»»
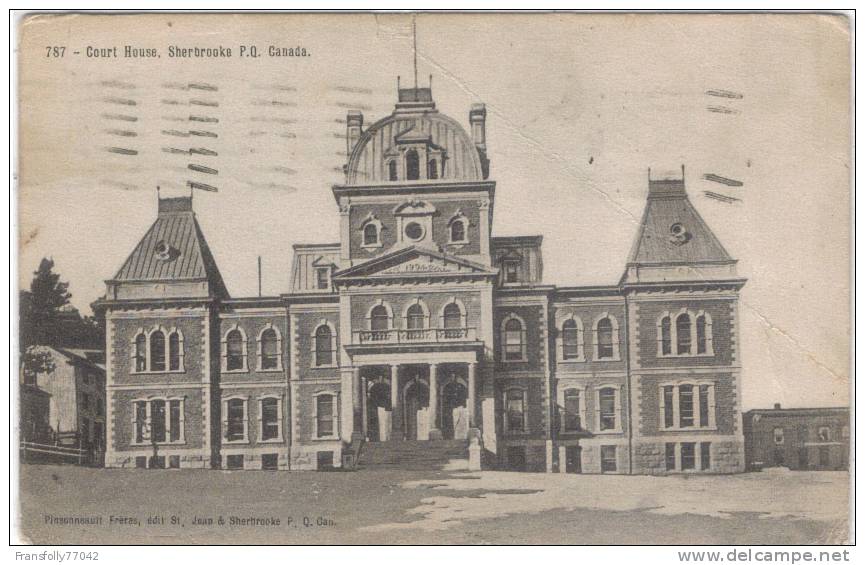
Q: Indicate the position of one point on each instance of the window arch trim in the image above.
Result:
(334, 350)
(523, 339)
(335, 417)
(260, 348)
(167, 332)
(615, 337)
(694, 315)
(244, 349)
(280, 416)
(581, 340)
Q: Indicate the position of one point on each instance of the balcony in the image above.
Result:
(425, 335)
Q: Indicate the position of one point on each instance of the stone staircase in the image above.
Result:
(451, 455)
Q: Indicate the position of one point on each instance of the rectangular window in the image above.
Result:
(322, 278)
(325, 415)
(778, 436)
(324, 460)
(175, 420)
(670, 456)
(686, 406)
(669, 420)
(515, 407)
(607, 409)
(572, 421)
(689, 456)
(157, 421)
(704, 406)
(705, 456)
(269, 461)
(269, 419)
(140, 420)
(236, 420)
(608, 458)
(824, 456)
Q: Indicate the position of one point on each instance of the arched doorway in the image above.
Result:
(416, 399)
(378, 409)
(453, 395)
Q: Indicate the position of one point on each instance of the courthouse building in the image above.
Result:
(417, 327)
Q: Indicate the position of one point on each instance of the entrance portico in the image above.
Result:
(414, 396)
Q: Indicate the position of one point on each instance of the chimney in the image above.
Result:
(354, 125)
(478, 119)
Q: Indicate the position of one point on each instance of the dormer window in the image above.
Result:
(322, 278)
(511, 271)
(370, 234)
(412, 165)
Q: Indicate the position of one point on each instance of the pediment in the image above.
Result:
(415, 262)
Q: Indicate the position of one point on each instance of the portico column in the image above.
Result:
(365, 412)
(472, 367)
(435, 432)
(395, 404)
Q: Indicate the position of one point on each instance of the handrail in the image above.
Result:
(427, 335)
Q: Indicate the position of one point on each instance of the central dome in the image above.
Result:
(416, 143)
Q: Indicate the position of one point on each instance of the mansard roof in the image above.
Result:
(173, 249)
(672, 231)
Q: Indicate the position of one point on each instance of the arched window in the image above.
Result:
(605, 338)
(453, 317)
(174, 351)
(458, 231)
(415, 317)
(379, 319)
(235, 429)
(323, 346)
(370, 234)
(234, 358)
(270, 419)
(157, 351)
(515, 408)
(570, 340)
(269, 349)
(571, 421)
(702, 335)
(412, 165)
(666, 336)
(683, 334)
(514, 340)
(141, 353)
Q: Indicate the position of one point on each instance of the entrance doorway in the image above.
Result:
(378, 412)
(453, 396)
(416, 399)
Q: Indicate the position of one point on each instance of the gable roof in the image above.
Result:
(173, 249)
(423, 262)
(668, 205)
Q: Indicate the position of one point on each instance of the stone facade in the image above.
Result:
(419, 325)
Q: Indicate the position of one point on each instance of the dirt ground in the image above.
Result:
(435, 507)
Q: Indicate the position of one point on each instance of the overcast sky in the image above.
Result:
(579, 107)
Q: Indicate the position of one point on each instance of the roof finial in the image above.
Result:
(414, 43)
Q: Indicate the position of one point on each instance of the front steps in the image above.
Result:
(450, 455)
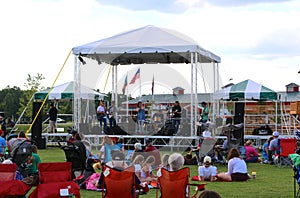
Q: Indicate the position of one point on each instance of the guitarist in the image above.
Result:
««
From the material given, work out how many lines hold the string "window"; state that number and nothing further.

4